**DIRECTIONS FOR THIS TASK**: The response should be the complete listing below, unchanged.
──────── INPUT DATA ────────
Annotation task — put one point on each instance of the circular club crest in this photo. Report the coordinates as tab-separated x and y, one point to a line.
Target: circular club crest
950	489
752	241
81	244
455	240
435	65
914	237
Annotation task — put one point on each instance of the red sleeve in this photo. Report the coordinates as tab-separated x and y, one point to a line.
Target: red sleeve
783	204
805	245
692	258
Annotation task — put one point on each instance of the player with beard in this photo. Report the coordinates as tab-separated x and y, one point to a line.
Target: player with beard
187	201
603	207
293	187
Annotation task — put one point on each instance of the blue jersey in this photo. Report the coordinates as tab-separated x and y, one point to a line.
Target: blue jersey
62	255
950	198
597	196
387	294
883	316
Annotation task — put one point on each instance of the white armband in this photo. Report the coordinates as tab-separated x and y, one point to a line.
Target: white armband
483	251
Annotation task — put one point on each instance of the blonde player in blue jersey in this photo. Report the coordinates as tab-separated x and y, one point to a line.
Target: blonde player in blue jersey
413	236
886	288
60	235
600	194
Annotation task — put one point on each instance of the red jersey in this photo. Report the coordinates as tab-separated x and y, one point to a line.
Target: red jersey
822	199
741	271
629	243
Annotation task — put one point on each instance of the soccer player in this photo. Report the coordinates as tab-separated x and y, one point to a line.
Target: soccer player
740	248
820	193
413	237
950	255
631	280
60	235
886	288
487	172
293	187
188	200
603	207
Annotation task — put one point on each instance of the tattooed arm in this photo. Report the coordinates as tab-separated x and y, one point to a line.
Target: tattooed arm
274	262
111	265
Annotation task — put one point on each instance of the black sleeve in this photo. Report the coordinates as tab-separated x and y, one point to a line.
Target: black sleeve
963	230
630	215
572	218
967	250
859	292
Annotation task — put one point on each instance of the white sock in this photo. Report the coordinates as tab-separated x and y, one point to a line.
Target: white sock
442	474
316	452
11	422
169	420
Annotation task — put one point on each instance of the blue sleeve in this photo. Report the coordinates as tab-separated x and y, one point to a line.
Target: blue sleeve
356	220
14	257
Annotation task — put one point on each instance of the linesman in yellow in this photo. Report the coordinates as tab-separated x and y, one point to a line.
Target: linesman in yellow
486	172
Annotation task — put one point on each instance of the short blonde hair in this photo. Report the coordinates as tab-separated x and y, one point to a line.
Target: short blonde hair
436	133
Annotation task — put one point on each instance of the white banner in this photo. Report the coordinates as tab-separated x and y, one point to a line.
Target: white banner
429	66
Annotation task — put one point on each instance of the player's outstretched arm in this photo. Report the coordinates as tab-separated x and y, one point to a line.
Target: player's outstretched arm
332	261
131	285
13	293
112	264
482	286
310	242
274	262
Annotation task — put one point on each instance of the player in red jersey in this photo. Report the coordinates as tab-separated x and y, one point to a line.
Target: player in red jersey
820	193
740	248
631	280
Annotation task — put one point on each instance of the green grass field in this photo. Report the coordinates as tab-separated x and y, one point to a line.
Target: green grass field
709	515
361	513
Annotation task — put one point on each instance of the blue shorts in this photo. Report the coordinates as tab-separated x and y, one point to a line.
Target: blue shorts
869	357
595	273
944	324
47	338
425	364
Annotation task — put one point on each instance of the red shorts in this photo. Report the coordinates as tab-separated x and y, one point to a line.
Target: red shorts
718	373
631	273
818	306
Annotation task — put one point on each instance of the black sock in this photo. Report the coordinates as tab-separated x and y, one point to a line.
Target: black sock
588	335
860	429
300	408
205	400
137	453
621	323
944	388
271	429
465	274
────────
**EXERCISE SOLUTION**:
Annotation task — put one point on each instance of the circular club crest in this photo. Report the coordinates as tab-separated x and y, one point to a line.
Target: circular club crest
950	489
752	241
81	244
455	240
435	65
914	237
Annotation task — put one point on each instance of the red sleeve in this photo. Report the coordinates as tab-separated x and y, one point to a line.
Target: red sleeve
783	204
805	245
692	258
Annotation task — put one point on each instance of the player with beard in this photo. Report the coordinates as tab-separated x and y, one point to a line.
Target: player with beard
187	201
603	207
293	187
Annotation task — put one point on each instance of the blue jersey in this photo. Report the coordinates as tab-separated x and y, one point to a line.
Target: blue jersey
62	255
950	198
597	196
387	294
883	316
Annotation task — put one point on each instance of the white armband in this photo. Report the coordinates as tab-separated x and y, one point to a line.
Target: white armband
483	251
Annotation task — put one point on each instance of the blonde player in blue jersey in this photo. Report the coordinates as tab-separated x and y, one point to a line.
Target: blonde player in blue jersey
413	236
886	288
60	235
600	194
Annotation task — put one point on each instance of the red jersey in this photo. Report the coordinates as tab-separated x and y, one point to a line.
Target: red jersey
822	199
741	271
629	243
Annotation task — put one point on each instance of the soccer player in this photo. Report the coordinates as tab-separated x and y, one point to a line.
Target: soccer player
740	248
820	193
413	237
950	255
631	280
60	235
886	288
487	172
293	187
188	200
603	207
Annotation task — put one point on each instance of the tattooed arm in this photo. Report the coordinates as tab-separated x and y, one point to a line.
Target: tattooed arm
274	262
111	265
Annotation task — put one point on each instance of the black sleeve in this photo. Report the coordinates as tab-separated x and y, one point to a line.
Target: black sleeve
963	230
630	215
572	218
967	250
859	292
Annotation task — put one point on each instance of the white sock in this photo. Report the coordinates as tab-separated x and y, one point to a line.
Target: white sock
442	474
316	452
11	422
169	420
Annotation task — put one point on each instance of the blue sleeve in this photo. Report the coordinates as tab-separated x and y, one point to a line.
Target: blue sleeve
356	220
14	257
Annotation task — put one point on each instance of the linesman in yellow in this photo. Report the coordinates as tab-separated x and y, one point to a line.
Target: linesman in yellow
486	172
Annotation task — put one point on each instance of the short blonde hair in this photo. Report the coordinates as tab-separated x and y, one point to a line.
Target: short blonde hair
436	133
Annotation task — put one point on each instance of the white banner in this photo. Report the coordinates as tab-separated x and y, one point to a line.
Target: white banner
429	66
Annotation task — put one point on each instance of the player's outstretched arm in this photo. Report the coordinates as tab-separated x and y, one point to a line.
Target: player's outstretched arm
332	261
131	285
13	293
112	264
482	286
310	242
274	262
Annotation task — put one point on each instance of the player in red jersey in this photo. Report the coordinates as tab-separated x and y, one point to a line.
Target: player in red jersey
820	193
740	248
631	280
Annotation task — put one point on each instance of the green grass field in this photo. Report the coordinates as tab-separated x and y, one point to a line.
Target: green grass field
709	515
361	513
Annotation task — put one point on each instance of the blue shorts in this photo. Report the coordinates as tab-separated x and y, one point to a line.
Target: blue shorts
869	357
595	273
944	324
47	338
425	364
Annotation task — put one point on each instance of the red shorts in this photo. Report the coordinates as tab-separated x and y, one point to a line.
Target: red shorts
718	373
631	273
818	306
Annotation task — put one point on each instance of the black sock in this photo. Report the coordinates as tab-separated x and y, one point to a line.
Target: black sock
588	335
860	429
300	408
205	400
137	453
621	323
944	388
271	429
465	274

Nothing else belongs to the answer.